SOURCE PASSAGE:
I understand this of course, but still I'd like to know why a function like
memsize can't be introduced in the std library.
Here are some good reasons:
- There may be extant implementations where the *implementation* does
not, in fact, keep track of the size of the allocated area. The
implementation may be running in a hosted environment which itself
handles allocation, and malloc, calloc, realloc, and free might just
be wrappers. Your "memsize" could require a substantial and
infelicitous change to such an implementation.
- Either memsize must have defined behavior (whether explicit in the
standard or implementation-defined) for arguments which are not
pointers returned by malloc/calloc/realloc, or it must have undefined
behavior for them. The former would require implementations to be
able to identify pointers to allocated memory and distinguish them
from arbitrary values, which is unreasonable. The latter would
introduce a whole new class of nasty bugs. (Essentially these would
be the same bugs that already exist for free and realloc, but the
mooted memsize would be useful in many contexts where those two are
not, so it would likely be used incorrectly far more often.)
- If memsize always returns the requested size, the implementation now
has to keep track of two sizes: requested and actual.

INFORMATION SUPPLIED:
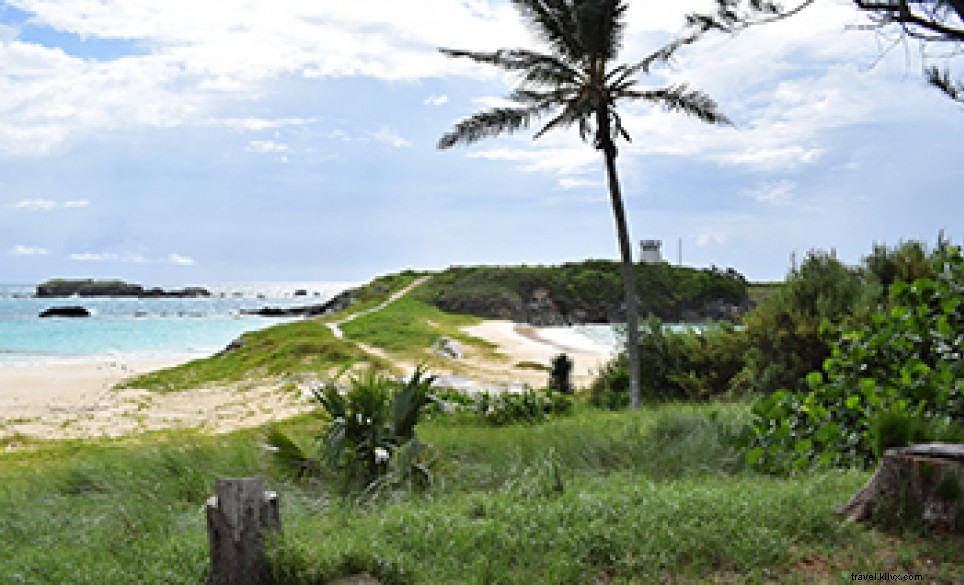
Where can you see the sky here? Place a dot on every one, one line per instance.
(195, 142)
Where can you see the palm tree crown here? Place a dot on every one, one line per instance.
(578, 82)
(577, 77)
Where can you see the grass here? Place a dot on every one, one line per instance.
(408, 328)
(282, 350)
(594, 498)
(288, 349)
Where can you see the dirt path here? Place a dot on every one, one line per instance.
(336, 325)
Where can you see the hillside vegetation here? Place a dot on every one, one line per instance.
(586, 292)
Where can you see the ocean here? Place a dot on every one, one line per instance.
(153, 327)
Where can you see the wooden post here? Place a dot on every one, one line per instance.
(927, 478)
(238, 518)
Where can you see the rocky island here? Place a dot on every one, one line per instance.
(111, 288)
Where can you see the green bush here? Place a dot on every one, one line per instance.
(370, 438)
(689, 364)
(560, 375)
(504, 408)
(897, 378)
(783, 331)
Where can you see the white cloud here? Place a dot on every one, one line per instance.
(705, 239)
(201, 55)
(180, 260)
(29, 251)
(436, 100)
(390, 136)
(50, 204)
(266, 146)
(774, 193)
(259, 124)
(36, 204)
(108, 257)
(574, 183)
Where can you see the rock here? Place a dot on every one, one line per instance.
(111, 288)
(233, 346)
(448, 348)
(72, 312)
(341, 301)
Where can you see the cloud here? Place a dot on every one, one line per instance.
(705, 239)
(259, 124)
(28, 251)
(179, 260)
(774, 193)
(36, 204)
(108, 257)
(436, 100)
(389, 136)
(573, 183)
(202, 57)
(50, 205)
(266, 146)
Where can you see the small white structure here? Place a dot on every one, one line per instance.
(649, 251)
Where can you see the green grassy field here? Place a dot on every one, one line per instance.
(656, 495)
(592, 498)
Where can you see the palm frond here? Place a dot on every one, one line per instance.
(491, 122)
(663, 55)
(537, 67)
(576, 111)
(680, 98)
(600, 27)
(941, 79)
(552, 21)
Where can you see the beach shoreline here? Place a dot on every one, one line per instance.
(79, 399)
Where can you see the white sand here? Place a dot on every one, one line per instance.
(525, 343)
(57, 401)
(70, 400)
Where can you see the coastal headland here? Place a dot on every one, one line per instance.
(509, 323)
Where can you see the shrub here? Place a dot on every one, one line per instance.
(898, 378)
(783, 331)
(371, 435)
(674, 365)
(504, 408)
(560, 376)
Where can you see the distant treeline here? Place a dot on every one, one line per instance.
(109, 288)
(586, 292)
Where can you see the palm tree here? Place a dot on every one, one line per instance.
(578, 81)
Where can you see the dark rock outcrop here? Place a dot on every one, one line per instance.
(111, 288)
(542, 310)
(337, 303)
(72, 312)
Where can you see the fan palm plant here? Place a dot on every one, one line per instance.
(578, 81)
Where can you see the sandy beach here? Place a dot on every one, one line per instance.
(77, 400)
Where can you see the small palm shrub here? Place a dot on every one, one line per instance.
(501, 408)
(370, 439)
(560, 376)
(505, 408)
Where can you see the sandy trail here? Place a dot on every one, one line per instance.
(78, 400)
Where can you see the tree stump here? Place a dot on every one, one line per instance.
(923, 482)
(238, 518)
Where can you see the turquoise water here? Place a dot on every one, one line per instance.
(146, 327)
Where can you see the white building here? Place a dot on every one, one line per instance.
(649, 251)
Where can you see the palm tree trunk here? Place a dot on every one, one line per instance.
(626, 256)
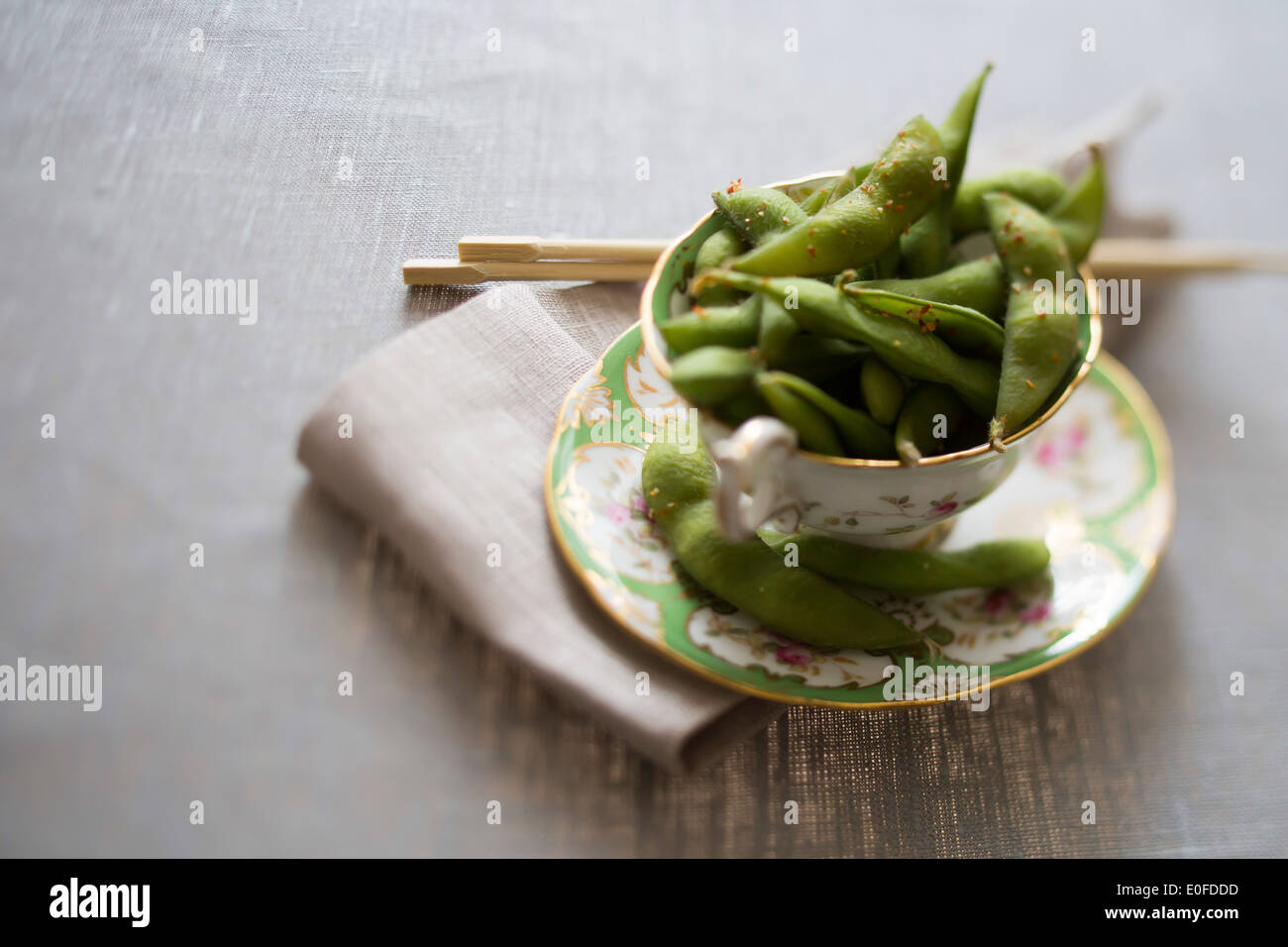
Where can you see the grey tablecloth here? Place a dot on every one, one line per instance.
(313, 146)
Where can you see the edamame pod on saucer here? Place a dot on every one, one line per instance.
(1041, 329)
(867, 221)
(678, 478)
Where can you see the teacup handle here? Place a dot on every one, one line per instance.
(752, 459)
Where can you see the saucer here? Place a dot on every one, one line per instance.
(1095, 480)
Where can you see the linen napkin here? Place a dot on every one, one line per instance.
(449, 429)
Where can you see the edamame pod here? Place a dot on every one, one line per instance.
(862, 436)
(863, 223)
(883, 390)
(777, 329)
(720, 247)
(979, 285)
(1077, 215)
(1041, 330)
(930, 415)
(814, 201)
(742, 407)
(712, 373)
(734, 326)
(816, 357)
(758, 213)
(812, 429)
(926, 244)
(678, 478)
(915, 573)
(848, 182)
(964, 329)
(1034, 187)
(825, 311)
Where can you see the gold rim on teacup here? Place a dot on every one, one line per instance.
(656, 350)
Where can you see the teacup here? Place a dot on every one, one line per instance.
(880, 502)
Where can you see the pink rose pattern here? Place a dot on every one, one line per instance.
(1063, 446)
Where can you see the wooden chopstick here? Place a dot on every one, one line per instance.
(1136, 257)
(454, 272)
(631, 261)
(532, 249)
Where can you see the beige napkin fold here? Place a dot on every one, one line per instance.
(450, 429)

YOUR OBJECTIVE: Reproduce the part of the memsize passage that opens with the words containing "Here are some" and closes with "such an implementation.", swapping "wrappers" out for "thin shims". The listing isn't needed for the tasks.

SOLUTION:
Here are some good reasons:
- There may be extant implementations where the *implementation* does
not, in fact, keep track of the size of the allocated area. The
implementation may be running in a hosted environment which itself
handles allocation, and malloc, calloc, realloc, and free might just
be thin shims. Your "memsize" could require a substantial and
infelicitous change to such an implementation.